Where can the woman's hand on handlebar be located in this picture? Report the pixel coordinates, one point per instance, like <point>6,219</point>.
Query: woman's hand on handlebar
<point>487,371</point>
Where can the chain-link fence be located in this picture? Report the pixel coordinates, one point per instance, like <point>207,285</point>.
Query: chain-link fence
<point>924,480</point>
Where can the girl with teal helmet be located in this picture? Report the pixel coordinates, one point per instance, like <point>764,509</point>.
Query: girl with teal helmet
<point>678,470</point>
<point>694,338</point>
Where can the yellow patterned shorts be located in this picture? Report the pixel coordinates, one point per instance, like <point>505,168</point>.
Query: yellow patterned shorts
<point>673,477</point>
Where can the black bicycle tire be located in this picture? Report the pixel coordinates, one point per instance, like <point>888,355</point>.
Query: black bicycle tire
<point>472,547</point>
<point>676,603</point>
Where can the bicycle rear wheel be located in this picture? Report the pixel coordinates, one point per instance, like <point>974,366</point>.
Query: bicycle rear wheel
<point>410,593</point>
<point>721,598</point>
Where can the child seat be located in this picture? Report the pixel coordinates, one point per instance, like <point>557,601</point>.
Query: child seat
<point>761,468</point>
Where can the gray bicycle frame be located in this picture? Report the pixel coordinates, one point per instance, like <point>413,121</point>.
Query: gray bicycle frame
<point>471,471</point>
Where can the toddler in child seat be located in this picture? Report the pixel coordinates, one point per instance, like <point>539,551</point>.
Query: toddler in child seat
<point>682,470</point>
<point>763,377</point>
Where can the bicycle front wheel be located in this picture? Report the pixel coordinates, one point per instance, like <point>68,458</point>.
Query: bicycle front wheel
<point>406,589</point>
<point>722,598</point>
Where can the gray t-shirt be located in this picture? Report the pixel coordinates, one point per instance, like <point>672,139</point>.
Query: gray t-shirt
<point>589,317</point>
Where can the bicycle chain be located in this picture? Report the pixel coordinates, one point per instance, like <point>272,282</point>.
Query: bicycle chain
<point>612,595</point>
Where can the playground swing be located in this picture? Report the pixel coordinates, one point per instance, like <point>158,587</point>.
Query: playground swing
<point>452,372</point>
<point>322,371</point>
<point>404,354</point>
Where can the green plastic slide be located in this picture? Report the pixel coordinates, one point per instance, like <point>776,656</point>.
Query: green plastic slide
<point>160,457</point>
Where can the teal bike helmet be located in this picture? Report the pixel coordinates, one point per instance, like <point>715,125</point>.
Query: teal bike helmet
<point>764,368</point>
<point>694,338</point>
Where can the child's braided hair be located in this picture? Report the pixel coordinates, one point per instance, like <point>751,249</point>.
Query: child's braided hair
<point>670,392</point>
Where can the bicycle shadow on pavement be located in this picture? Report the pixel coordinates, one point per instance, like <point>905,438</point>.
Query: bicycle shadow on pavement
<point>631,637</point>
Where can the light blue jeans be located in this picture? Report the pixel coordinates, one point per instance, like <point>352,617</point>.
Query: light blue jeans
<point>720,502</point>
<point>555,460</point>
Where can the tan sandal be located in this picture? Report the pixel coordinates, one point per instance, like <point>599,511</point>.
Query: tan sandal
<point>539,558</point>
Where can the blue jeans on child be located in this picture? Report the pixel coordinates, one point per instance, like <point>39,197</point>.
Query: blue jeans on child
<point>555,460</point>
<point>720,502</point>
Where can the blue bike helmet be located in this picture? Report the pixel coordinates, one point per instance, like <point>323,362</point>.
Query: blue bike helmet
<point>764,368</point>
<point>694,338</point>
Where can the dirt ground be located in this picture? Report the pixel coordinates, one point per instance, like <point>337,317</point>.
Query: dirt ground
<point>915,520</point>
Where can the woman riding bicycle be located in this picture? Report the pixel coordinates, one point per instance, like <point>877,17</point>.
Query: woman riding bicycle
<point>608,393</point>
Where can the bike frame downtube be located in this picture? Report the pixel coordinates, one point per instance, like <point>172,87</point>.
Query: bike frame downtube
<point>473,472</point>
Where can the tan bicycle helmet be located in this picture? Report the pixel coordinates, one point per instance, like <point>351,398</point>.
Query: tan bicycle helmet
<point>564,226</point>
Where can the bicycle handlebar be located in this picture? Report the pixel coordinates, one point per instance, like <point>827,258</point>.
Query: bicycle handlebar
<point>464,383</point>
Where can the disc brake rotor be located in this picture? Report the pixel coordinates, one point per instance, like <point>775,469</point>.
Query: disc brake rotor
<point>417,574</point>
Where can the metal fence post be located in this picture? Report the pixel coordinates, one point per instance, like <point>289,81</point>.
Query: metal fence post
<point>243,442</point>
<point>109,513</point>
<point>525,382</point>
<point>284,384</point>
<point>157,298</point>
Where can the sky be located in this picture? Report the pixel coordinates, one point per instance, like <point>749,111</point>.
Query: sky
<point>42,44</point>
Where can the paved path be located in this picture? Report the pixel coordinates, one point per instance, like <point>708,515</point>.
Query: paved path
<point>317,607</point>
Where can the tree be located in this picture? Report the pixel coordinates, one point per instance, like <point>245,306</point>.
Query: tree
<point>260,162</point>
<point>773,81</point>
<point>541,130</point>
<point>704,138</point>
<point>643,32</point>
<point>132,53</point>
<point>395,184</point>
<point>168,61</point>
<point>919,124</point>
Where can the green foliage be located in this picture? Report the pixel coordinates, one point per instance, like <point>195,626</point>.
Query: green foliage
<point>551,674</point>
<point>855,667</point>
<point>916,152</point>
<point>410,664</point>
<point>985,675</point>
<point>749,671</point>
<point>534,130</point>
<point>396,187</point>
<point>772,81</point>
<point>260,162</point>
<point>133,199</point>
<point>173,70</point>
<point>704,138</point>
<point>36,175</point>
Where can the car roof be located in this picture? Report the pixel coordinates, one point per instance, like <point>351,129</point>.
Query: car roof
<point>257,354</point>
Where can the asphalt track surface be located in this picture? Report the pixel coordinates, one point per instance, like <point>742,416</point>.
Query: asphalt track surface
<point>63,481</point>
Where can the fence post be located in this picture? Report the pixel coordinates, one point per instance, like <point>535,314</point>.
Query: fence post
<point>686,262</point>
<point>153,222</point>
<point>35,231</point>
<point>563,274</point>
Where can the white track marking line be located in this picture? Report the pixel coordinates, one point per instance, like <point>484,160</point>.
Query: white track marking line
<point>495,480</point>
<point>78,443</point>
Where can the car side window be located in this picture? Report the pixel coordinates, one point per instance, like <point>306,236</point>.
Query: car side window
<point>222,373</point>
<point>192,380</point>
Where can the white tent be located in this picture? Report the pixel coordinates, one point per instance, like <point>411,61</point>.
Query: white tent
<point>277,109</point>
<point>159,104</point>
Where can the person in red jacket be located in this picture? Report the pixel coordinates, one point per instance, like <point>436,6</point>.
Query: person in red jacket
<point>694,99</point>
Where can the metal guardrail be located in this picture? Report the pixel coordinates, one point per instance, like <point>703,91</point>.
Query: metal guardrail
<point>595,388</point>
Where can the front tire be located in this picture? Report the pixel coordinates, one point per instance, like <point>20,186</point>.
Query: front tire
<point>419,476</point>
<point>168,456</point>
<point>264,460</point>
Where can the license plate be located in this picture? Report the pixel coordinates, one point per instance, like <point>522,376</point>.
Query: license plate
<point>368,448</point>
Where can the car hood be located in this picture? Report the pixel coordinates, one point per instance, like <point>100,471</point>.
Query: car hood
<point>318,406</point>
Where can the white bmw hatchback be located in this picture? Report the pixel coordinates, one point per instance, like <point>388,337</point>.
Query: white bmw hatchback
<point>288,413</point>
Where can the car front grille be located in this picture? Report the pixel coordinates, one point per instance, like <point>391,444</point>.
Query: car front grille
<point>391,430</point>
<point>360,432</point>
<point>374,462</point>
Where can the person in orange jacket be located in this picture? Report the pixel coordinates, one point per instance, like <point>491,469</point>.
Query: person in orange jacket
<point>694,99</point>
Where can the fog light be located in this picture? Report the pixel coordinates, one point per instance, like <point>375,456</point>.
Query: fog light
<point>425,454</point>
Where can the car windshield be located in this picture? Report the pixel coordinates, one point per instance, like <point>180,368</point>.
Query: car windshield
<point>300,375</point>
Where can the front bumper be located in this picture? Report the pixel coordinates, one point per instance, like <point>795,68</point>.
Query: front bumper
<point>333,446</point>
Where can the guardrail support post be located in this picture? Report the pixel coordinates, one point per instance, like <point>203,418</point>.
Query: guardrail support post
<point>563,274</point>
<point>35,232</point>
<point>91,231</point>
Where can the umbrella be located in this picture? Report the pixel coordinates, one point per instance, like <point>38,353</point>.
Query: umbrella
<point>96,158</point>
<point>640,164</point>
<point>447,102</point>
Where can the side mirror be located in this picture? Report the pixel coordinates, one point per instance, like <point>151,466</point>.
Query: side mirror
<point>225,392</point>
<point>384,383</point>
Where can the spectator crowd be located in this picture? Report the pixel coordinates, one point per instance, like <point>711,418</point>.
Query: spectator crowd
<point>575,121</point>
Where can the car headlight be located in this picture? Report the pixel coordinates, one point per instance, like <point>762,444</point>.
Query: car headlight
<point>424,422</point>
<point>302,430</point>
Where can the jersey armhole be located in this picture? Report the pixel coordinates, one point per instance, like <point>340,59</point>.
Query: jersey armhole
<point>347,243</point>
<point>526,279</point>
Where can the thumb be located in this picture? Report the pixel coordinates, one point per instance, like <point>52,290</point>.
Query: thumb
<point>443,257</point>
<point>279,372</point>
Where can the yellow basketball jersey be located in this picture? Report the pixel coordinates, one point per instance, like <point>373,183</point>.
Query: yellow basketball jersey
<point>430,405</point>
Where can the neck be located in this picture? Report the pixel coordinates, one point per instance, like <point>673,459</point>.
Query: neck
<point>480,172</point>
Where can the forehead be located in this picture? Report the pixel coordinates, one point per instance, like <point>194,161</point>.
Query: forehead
:::::
**WHAT YOU HAVE TO DO**: Repeat the lines from the first one through the line holding "<point>487,371</point>", inclusive, with "handlebar" swapped for "handlegrip" and nothing else changed. Give only those lines.

**TASK RESULT**:
Where can the woman's hand on handlegrip be located in this picture? Report the pixel coordinates, one point per instance, like <point>6,219</point>.
Query: woman's hand on handlegrip
<point>487,371</point>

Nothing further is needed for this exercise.